**** MATERIALS PROVIDED

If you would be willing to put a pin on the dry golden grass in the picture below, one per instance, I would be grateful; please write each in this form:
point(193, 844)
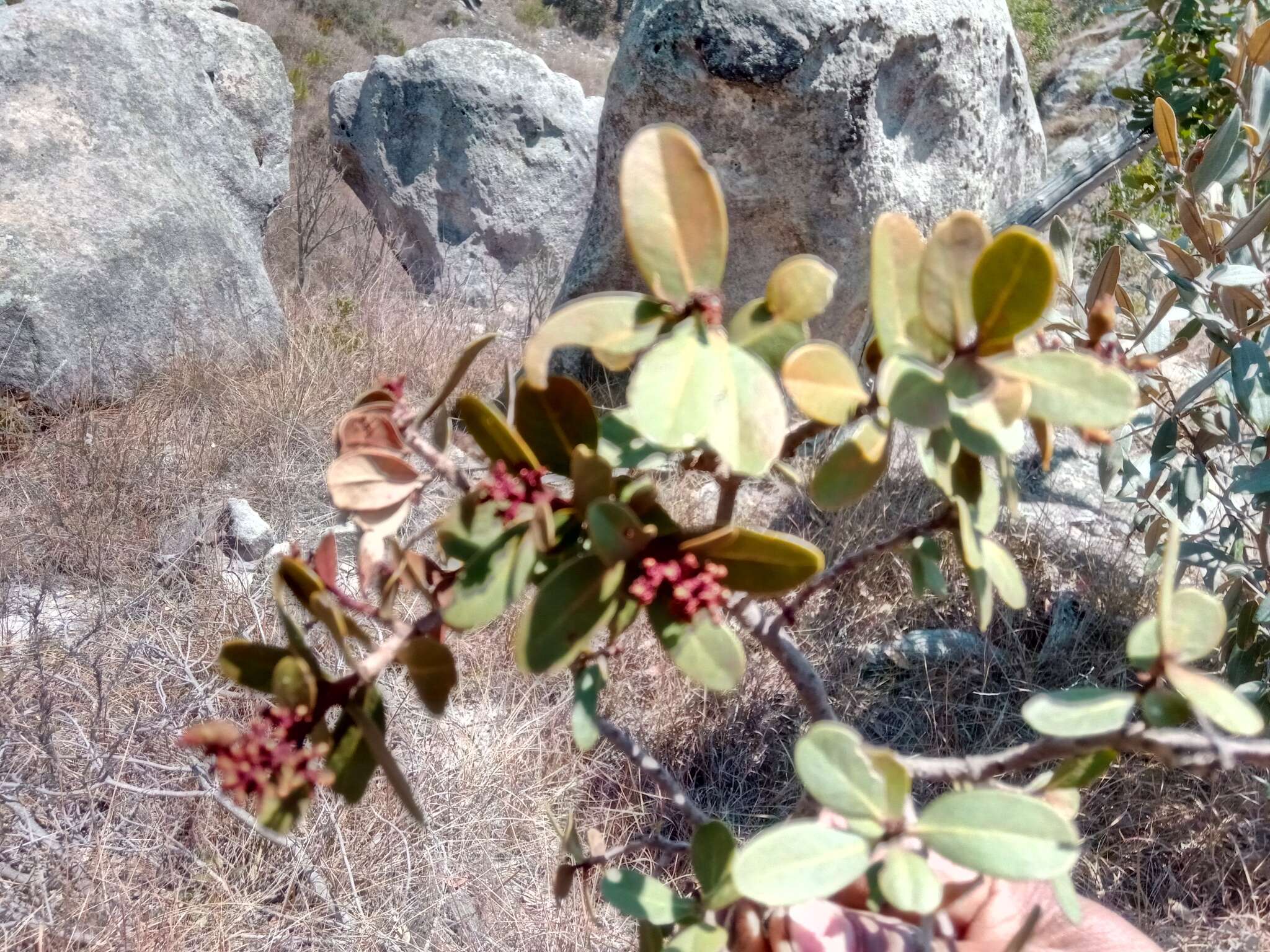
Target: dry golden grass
point(110, 840)
point(102, 672)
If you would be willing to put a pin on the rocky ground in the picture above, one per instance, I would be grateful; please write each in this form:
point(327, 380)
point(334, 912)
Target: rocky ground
point(136, 537)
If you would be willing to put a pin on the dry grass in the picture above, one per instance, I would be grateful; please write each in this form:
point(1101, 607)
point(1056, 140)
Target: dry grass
point(110, 840)
point(104, 669)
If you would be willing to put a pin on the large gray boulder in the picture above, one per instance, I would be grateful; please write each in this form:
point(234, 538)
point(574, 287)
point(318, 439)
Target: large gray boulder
point(143, 146)
point(477, 161)
point(818, 116)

********

Copy out the items from their beginning through the line containing "point(102, 672)", with both ends included, and omit the pictures.

• EXERCISE OUTPUT:
If you would be willing to put a pin on the dry golden grass in the picture below, one per instance, I would be grateful; please write each in this form:
point(193, 844)
Target: dry golden grass
point(110, 840)
point(102, 672)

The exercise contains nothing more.